Problem description: Please copy the items below, swapping "wispy white cloud" for "thin gray cloud" and changing nothing else. Leave the pictures out.

Recorded information:

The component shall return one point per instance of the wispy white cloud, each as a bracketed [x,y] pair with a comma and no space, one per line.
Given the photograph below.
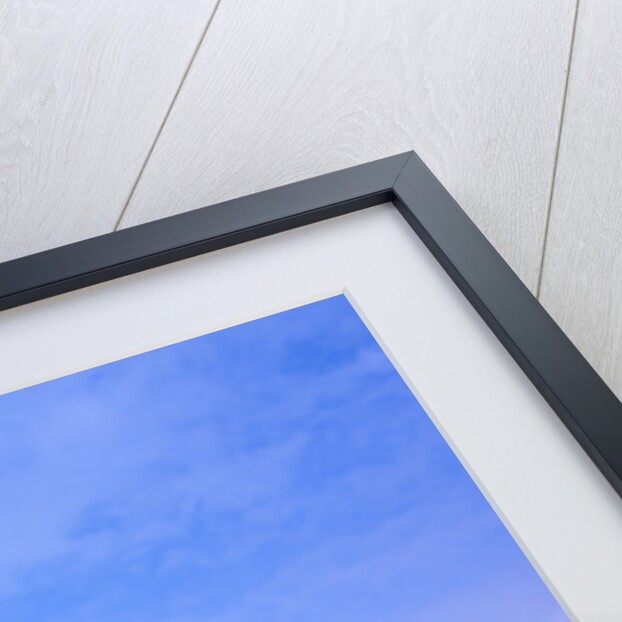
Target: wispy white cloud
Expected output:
[278,470]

Full response:
The component shall return one point per instance of the thin gray cloud, each as a bracketed [x,y] pair with a comma and no space, one per line.
Given the photograph below.
Target: thin gray cloud
Expected output:
[278,470]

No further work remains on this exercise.